### Work task
Look through the entries that follow and count the lines with the word "above". The reply is that number alone.

### Dataset content
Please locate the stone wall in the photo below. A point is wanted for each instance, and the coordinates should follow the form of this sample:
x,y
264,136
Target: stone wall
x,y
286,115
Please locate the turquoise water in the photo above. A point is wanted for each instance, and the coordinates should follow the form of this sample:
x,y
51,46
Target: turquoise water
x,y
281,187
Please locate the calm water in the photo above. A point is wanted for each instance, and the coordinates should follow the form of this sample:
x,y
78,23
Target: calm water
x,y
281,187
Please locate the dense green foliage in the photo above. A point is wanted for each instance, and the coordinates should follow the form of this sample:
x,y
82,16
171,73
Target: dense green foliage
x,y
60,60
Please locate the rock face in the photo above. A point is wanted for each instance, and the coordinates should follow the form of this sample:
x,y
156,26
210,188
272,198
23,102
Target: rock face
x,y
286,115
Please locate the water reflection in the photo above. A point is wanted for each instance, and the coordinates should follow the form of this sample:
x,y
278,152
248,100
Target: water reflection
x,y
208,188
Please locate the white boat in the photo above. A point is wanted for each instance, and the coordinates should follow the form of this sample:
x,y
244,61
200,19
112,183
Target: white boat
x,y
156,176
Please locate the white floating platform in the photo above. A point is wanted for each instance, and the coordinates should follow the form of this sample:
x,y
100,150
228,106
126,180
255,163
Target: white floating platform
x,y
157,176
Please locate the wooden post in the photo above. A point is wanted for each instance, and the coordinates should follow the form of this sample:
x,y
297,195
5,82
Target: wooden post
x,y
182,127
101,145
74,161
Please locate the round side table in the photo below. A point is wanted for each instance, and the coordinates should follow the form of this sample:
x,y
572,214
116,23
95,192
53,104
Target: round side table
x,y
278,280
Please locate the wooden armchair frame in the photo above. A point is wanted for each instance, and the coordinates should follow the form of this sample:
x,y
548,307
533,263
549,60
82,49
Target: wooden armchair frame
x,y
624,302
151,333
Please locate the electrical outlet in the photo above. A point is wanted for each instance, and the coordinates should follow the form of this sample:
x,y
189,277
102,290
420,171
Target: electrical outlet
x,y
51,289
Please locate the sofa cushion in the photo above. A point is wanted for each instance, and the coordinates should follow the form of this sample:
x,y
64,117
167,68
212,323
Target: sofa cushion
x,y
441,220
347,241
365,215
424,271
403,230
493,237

### Answer below
11